**PROBLEM REQUIREMENTS**
Please report every line in the entries that contains the string "negative".

**THE DATA**
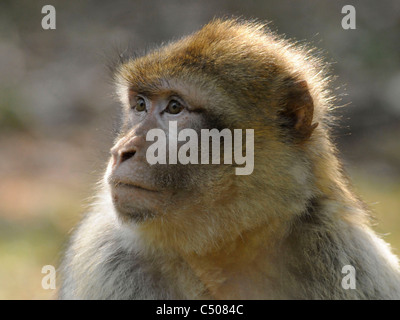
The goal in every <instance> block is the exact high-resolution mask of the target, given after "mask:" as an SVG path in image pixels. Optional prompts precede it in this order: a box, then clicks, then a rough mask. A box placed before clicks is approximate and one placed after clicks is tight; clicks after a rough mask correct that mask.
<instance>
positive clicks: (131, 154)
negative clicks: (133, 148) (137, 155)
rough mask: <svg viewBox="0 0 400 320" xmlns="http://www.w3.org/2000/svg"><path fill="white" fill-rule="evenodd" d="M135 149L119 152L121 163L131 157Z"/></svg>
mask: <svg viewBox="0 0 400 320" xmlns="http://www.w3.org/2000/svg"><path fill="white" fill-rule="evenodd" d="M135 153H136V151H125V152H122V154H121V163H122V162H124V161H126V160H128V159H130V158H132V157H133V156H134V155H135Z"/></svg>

* * *

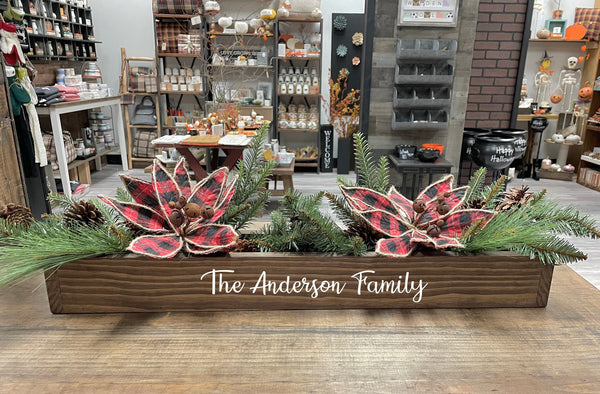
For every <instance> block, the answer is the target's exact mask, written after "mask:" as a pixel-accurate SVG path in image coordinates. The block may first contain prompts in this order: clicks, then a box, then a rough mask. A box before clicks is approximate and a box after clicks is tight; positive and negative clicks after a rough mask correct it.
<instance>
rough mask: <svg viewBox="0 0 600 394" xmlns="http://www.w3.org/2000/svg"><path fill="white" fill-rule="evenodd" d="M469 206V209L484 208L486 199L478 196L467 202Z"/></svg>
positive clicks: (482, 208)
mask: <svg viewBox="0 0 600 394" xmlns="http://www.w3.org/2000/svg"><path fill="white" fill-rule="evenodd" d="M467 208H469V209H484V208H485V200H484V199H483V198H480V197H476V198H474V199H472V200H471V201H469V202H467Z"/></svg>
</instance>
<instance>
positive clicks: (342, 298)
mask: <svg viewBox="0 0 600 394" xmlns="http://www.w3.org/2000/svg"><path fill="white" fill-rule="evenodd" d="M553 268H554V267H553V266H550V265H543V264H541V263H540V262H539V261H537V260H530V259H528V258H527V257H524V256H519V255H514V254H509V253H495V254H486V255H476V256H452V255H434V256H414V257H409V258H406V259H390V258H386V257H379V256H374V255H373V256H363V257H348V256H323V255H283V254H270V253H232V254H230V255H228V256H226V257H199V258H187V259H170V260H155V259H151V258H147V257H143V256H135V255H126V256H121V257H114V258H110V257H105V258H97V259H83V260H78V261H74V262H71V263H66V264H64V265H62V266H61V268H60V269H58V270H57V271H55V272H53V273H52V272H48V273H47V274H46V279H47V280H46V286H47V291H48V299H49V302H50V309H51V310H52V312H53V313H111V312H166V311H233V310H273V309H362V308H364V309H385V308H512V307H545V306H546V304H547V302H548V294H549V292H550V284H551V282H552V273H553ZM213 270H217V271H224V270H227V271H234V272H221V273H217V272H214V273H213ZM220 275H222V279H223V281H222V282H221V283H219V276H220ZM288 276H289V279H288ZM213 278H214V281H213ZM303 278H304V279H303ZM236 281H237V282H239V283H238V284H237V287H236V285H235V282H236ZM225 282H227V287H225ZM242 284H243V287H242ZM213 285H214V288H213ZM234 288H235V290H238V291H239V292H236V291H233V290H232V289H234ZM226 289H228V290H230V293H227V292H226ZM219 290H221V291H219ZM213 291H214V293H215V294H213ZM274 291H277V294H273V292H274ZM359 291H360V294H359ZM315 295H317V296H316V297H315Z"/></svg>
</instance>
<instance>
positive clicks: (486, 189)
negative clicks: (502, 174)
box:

...

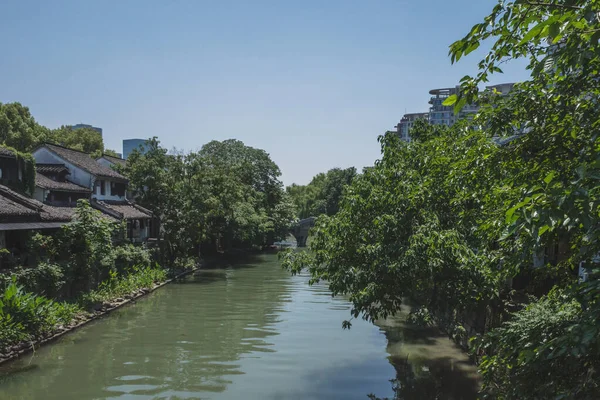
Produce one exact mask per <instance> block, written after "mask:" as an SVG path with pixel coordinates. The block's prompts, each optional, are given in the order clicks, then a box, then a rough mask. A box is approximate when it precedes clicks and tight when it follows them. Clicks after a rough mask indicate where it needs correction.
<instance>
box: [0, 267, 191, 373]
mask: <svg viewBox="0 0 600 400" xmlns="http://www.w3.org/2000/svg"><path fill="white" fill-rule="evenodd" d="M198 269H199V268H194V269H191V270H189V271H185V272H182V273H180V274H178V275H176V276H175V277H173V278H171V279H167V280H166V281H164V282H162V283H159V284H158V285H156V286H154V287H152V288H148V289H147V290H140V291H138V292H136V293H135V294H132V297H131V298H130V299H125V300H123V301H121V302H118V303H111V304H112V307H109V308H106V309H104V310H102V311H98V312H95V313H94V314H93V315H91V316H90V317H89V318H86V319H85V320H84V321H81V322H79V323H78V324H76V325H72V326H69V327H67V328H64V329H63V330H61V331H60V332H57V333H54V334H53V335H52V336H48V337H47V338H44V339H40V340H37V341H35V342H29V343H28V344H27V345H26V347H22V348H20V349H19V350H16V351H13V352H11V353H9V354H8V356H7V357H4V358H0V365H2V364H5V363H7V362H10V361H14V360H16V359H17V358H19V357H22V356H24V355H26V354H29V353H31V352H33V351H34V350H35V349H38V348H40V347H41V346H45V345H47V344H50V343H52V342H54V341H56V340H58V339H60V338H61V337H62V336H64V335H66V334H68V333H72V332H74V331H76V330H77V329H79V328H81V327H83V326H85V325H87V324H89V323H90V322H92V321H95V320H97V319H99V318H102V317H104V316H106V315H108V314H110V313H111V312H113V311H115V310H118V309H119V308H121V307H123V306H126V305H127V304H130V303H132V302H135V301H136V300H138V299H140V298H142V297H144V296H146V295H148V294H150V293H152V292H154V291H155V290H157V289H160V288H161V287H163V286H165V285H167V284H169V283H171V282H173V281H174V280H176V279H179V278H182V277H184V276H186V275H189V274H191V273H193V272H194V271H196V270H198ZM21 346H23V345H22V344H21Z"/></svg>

**RESPONSE TO THE TASK**
negative clicks: (133, 148) (137, 155)
For every <instance> block, the answer is the target's exact mask, written after "mask:" as a pixel-accurate SVG path in image coordinates. The block may first contain prompts in this order: clicks, then a box, then a rough mask. A box before clicks is approximate and a box after clicks is tight; positive and negative clicks after a rough mask correct it.
negative clicks: (502, 174)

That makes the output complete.